= Given problem 1 =
In the post about early WAL recycling under synchronous replication, what file is created on the replica to delay replication?
= Given problem 2 =
Repeat the passage of the post between "- Is the measure" and "Or other comments?", inclusive, word for word.

= Excerpt =
# # # # # # #

WAL recycle retading based on active sync rep.

Started by Kyotaro HORIGUCHIabout 9 years ago5 messages
#1Kyotaro HORIGUCHI
horiguchi.kyotaro@lab.ntt.co.jp
2 attachment(s)

Hello.

We had too-early WAL recycling during a test we had on a sync
replication set. This is not a bug and a bit extreme case but is
contrary to expectation on synchronous replication.

FATAL: could not receive data from WAL stream: ERROR: requested WAL segment 000000010000000000000088 has already been removed

This is because sync replication doesn't wait non-commit WALs to
be replicated. This situation is artificially caused with the
first patch attached and the following steps.

- Configure a master with max_wal_size=80MB and
min_wal_size=48MB, and synchronous_standby_names='*' then run.

- Configure a replica using pg_basebackup and run it.
Make a file /tmp/slow to delay replication.

- On the master do
=# create table t (a int);
=# insert into t (select * from generate_series(0, 2000000));

I could guess the following two approaches for this.

A. Retard wal recycling back to where sync replication reached.

B. Block wal insertion until sync replication reaches to the
first surviving segments.

The second attached patch implements the first measure. It makes
CreateCheckPoint consider satisfied sync replication on WAL
recycling. If WAL segments to be recycled is required by the
currently satisfied sync-replication, it keeps the required
segments and emit the following message.

WARNING: sync replication too retarded. 2 extra WAL segments are preserved (last segno to preserve is moved from 185 to 183)
HINT: If you see this message too frequently, consider increasing wal_keep_segments or max_wal_size.

This is somewhat simliar to what repl-slot does but this doesn't
anything when synchronous replication is not satisfied. Perhaps
max_temporary_preserve_segments or similar GUC is required to
limit amount of extra segments.

- Is this situation required to be saved? This is caused by a
large transaction, spans over two max_wal_size segments, or
replication stall lasts for a chackepoint period.

- Is the measure acceptable? For the worst case, a master
crashes from WAL space exhaustion. (But such large transaction
won't/shouldn't exist?)

Or other comments?

regards,

--
Kyotaro Horiguchi
NTT Open Source Software Center

Attachments:

0001-Slows-replication-processing.patchtext/x-patch; charset=us-asciiDownload
From 7234376b2d6fa6b86cc9e4ed95a52af7bd6225e6 Mon Sep 17 00:00:00 2001
From: Kyotaro Horiguchi <horiguchi.kyotaro@lab.ntt.co.jp>
Date: Fri, 18 Nov 2016 12:44:25 +0900
Subject: [PATCH 1/2] Slows replication processing.

# # # # # # #

= Material =
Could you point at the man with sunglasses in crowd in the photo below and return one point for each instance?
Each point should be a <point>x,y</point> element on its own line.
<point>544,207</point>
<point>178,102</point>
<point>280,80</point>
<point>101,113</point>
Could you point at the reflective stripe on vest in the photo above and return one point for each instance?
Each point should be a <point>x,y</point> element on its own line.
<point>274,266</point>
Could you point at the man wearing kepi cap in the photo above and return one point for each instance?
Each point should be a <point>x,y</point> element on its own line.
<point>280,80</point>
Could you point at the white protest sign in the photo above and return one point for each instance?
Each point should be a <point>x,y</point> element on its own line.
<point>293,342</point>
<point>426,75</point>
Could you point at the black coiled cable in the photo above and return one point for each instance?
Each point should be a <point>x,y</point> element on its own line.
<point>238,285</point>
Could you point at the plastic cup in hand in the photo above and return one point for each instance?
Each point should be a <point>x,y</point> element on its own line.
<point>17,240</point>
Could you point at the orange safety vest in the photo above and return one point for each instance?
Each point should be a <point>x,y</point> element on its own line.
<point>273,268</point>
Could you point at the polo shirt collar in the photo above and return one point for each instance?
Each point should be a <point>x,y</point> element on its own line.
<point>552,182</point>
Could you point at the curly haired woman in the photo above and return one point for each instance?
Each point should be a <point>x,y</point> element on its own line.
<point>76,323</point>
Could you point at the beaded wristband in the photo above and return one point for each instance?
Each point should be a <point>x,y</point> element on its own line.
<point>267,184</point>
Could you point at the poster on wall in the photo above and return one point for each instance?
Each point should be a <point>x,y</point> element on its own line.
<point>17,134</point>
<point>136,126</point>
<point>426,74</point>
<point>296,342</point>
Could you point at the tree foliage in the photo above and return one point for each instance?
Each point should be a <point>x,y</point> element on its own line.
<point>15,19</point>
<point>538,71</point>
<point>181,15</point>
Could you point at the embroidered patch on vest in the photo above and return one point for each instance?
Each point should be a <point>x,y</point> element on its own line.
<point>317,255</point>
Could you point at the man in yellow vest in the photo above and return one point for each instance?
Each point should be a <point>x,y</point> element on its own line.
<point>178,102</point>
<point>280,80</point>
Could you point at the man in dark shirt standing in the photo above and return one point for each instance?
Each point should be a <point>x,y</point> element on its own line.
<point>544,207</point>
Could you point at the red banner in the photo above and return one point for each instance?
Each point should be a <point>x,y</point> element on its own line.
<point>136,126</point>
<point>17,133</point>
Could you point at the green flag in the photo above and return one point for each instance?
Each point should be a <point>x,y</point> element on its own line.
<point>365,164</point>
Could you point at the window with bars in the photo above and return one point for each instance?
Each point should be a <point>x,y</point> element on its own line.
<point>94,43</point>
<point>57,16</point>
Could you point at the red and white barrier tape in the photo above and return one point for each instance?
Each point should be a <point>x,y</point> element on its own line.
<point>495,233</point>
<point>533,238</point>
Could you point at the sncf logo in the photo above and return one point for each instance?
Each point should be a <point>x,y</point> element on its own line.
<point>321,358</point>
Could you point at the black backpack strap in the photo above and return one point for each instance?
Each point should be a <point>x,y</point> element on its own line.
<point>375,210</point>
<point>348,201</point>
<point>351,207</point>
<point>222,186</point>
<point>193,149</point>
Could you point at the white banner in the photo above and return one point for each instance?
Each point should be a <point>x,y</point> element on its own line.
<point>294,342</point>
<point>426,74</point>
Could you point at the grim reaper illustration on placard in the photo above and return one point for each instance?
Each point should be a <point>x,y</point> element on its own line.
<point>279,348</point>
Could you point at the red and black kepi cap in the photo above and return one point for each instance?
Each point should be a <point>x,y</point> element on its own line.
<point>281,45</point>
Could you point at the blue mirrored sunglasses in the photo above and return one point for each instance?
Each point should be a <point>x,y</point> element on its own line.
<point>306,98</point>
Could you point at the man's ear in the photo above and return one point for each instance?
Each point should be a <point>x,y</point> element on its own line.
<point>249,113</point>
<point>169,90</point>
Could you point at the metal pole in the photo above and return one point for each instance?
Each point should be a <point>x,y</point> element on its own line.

# # # # # # #

= Problem solution 1 =
/tmp/slow

= Problem solution 2 =
- Is the measure acceptable? For the worst case, a master
crashes from WAL space exhaustion. (But such large transaction
won't/shouldn't exist?)

Or other comments?